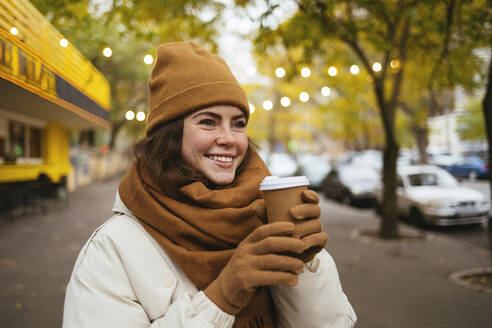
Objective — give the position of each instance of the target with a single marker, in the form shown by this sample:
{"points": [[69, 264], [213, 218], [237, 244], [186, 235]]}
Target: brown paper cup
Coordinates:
{"points": [[281, 194]]}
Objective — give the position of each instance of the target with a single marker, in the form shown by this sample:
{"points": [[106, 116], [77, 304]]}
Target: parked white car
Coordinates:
{"points": [[431, 196], [281, 164]]}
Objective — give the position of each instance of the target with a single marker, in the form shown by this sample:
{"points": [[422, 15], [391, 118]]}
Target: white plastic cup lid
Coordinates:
{"points": [[275, 182]]}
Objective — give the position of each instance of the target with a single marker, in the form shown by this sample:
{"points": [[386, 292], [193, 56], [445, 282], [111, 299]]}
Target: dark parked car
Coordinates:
{"points": [[471, 167], [352, 185]]}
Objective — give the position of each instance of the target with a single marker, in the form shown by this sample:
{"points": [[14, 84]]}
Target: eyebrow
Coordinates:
{"points": [[217, 116]]}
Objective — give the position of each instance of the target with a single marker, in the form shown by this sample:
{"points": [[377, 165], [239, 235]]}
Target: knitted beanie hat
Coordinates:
{"points": [[186, 78]]}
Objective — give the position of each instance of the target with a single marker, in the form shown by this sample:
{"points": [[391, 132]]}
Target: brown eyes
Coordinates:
{"points": [[211, 122]]}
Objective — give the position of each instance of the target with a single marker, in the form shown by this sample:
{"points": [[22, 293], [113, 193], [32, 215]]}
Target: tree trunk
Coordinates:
{"points": [[389, 224], [114, 132], [487, 113]]}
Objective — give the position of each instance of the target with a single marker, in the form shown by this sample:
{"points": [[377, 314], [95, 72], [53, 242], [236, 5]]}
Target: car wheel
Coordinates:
{"points": [[417, 217], [472, 175]]}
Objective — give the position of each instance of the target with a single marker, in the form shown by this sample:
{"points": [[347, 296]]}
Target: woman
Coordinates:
{"points": [[189, 245]]}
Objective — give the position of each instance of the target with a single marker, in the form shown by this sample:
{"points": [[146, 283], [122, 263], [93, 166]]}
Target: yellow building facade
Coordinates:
{"points": [[47, 89]]}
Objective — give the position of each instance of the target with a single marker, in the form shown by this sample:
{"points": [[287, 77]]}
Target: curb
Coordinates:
{"points": [[370, 236], [456, 277]]}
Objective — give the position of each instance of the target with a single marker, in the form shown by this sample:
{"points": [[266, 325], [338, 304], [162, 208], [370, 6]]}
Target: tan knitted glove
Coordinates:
{"points": [[257, 262], [309, 227]]}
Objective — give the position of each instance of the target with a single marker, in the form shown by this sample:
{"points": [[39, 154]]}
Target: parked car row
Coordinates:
{"points": [[427, 194]]}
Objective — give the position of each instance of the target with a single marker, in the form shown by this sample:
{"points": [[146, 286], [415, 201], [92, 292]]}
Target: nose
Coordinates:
{"points": [[226, 137]]}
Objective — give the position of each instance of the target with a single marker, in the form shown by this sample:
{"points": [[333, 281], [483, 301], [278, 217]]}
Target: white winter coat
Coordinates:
{"points": [[124, 279]]}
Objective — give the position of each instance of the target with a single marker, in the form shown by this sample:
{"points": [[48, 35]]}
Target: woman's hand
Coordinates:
{"points": [[257, 261], [308, 227]]}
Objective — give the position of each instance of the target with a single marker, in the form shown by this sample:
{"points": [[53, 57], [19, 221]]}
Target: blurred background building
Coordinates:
{"points": [[54, 111]]}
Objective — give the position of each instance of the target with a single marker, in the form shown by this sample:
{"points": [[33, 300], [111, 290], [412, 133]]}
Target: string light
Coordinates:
{"points": [[305, 72], [267, 105], [285, 101], [280, 72], [130, 115], [148, 59], [325, 91], [377, 67], [107, 52], [304, 96], [332, 71], [64, 43], [140, 116]]}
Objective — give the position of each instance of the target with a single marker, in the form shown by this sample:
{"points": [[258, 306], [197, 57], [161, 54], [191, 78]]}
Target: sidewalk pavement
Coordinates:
{"points": [[404, 284], [390, 284]]}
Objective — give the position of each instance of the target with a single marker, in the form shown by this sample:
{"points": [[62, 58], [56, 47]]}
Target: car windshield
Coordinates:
{"points": [[441, 179]]}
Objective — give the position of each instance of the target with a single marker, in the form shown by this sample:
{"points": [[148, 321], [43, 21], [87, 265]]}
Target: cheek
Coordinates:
{"points": [[243, 144]]}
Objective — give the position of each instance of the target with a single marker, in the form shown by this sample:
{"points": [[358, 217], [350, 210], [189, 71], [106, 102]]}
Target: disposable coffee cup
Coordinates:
{"points": [[281, 194]]}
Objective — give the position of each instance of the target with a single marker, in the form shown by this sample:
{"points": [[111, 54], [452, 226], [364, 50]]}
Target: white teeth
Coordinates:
{"points": [[221, 158]]}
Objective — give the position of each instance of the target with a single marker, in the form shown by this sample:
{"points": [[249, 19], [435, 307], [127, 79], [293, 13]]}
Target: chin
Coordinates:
{"points": [[221, 180]]}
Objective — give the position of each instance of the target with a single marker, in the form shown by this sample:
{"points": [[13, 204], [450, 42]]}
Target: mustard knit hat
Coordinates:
{"points": [[186, 78]]}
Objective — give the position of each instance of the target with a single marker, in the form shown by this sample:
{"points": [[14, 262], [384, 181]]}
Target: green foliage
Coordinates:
{"points": [[471, 125]]}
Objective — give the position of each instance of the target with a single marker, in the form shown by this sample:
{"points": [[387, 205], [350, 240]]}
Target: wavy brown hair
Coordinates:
{"points": [[160, 153]]}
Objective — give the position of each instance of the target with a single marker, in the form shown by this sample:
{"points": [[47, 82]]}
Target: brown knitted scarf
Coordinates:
{"points": [[201, 233]]}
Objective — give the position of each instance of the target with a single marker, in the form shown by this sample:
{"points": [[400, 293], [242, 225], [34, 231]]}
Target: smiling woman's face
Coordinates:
{"points": [[215, 142]]}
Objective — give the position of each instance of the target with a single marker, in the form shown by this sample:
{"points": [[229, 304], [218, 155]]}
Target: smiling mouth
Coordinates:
{"points": [[224, 159]]}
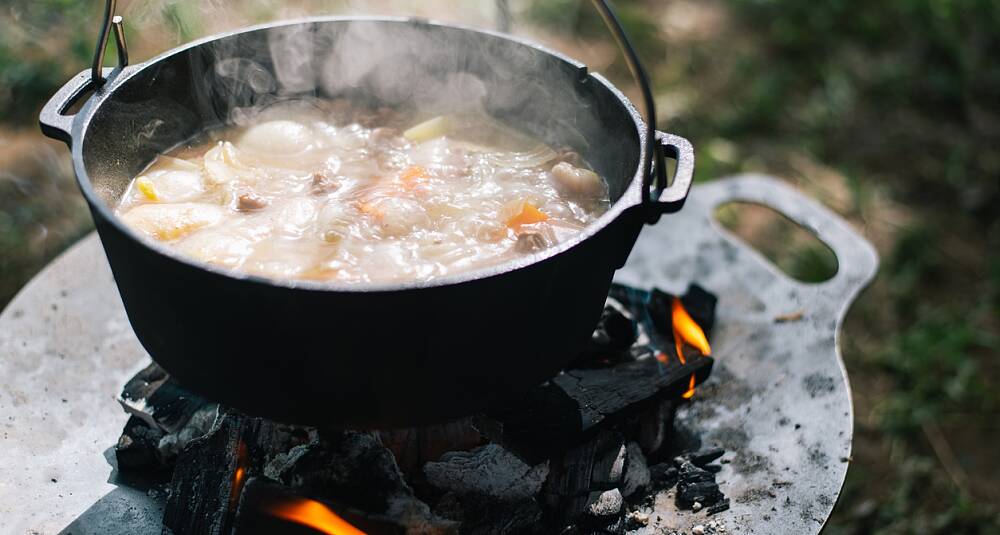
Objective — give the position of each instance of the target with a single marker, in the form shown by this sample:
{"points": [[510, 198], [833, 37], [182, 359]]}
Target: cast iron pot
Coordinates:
{"points": [[377, 355]]}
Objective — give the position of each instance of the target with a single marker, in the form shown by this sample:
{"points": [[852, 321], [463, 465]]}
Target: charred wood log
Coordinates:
{"points": [[205, 487], [413, 447], [572, 407], [158, 400]]}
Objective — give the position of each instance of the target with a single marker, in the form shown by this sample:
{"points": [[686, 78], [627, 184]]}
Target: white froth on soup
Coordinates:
{"points": [[330, 192]]}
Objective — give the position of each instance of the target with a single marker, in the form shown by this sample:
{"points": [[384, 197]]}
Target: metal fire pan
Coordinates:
{"points": [[778, 400]]}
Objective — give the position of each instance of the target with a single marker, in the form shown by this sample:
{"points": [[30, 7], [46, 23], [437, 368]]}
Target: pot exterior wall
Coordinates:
{"points": [[364, 359]]}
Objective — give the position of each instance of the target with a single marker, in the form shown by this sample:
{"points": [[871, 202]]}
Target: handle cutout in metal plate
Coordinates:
{"points": [[794, 250]]}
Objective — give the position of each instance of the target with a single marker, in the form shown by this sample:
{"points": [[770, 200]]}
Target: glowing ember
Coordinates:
{"points": [[240, 475], [315, 515], [687, 331]]}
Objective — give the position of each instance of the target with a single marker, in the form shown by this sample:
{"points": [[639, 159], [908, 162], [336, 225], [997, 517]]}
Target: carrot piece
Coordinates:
{"points": [[527, 216]]}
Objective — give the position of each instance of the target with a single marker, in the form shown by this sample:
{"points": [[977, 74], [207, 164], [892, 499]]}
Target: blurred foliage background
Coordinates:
{"points": [[888, 112]]}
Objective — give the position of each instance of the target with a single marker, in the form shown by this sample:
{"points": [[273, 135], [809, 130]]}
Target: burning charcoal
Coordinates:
{"points": [[159, 400], [265, 507], [723, 505], [689, 473], [489, 517], [604, 505], [654, 426], [706, 492], [660, 311], [615, 333], [355, 469], [574, 405], [449, 506], [609, 465], [415, 446], [702, 457], [637, 475], [268, 439], [700, 304], [663, 474], [696, 485], [206, 482], [171, 444], [136, 448], [489, 471]]}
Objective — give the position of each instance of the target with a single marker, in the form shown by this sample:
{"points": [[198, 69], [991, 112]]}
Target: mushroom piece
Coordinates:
{"points": [[577, 180], [249, 202]]}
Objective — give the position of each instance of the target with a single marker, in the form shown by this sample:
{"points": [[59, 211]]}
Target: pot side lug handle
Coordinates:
{"points": [[664, 198], [53, 119]]}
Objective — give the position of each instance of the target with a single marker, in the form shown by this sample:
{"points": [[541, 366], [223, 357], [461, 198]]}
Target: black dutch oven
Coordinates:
{"points": [[377, 355]]}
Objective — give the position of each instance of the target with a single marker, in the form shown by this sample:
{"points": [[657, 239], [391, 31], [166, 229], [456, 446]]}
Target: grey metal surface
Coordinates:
{"points": [[778, 398], [66, 349]]}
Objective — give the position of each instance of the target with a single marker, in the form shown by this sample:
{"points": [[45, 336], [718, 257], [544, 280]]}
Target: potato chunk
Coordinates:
{"points": [[167, 222], [285, 138]]}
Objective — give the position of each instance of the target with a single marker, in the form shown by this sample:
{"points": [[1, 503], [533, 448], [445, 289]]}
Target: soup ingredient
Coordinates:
{"points": [[427, 130], [577, 180], [529, 215], [172, 221], [316, 191]]}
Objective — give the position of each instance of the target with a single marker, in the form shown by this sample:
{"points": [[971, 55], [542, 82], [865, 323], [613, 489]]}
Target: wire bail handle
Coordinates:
{"points": [[653, 148], [111, 22]]}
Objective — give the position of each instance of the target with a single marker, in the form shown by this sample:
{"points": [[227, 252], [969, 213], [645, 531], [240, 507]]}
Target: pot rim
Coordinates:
{"points": [[631, 197]]}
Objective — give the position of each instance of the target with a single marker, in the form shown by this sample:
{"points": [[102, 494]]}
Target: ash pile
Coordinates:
{"points": [[585, 452]]}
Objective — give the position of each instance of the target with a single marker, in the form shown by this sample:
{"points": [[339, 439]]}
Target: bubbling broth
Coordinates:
{"points": [[329, 191]]}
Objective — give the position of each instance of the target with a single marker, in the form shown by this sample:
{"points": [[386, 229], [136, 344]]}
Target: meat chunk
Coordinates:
{"points": [[530, 242]]}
^^^^^^^^
- _WORK INSTRUCTIONS_:
Report every line in the data above that contains the word "knitted", matching its case exactly.

- _EXPECTED ANSWER_:
Target: knitted beanie hat
Target: tan knitted glove
Target: brown knitted scarf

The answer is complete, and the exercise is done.